Description of the task >>
Pull out each of the lines below and reproduce them word for word, leaving the pictures out of your answer.

Extracted data entries
● ● ● ●
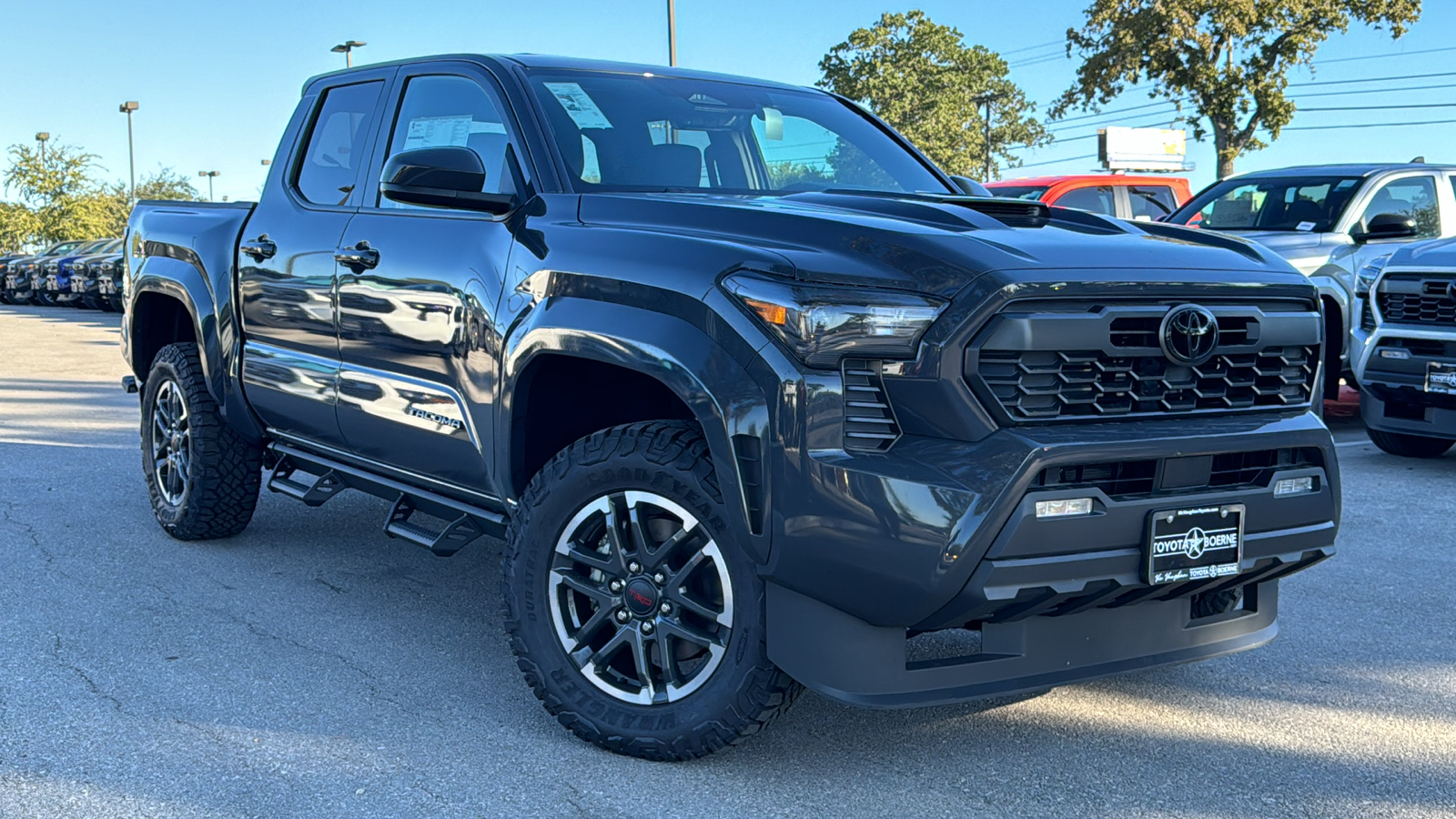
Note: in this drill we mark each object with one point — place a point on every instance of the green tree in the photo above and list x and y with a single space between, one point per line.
57 188
1227 60
18 227
922 77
● ● ● ●
The completed task >>
Note: in this drill we mark each object with one point — place a point on every instance of the green tree in the photo above and list x and y with a single space between, one point per line.
57 188
1227 60
18 227
922 77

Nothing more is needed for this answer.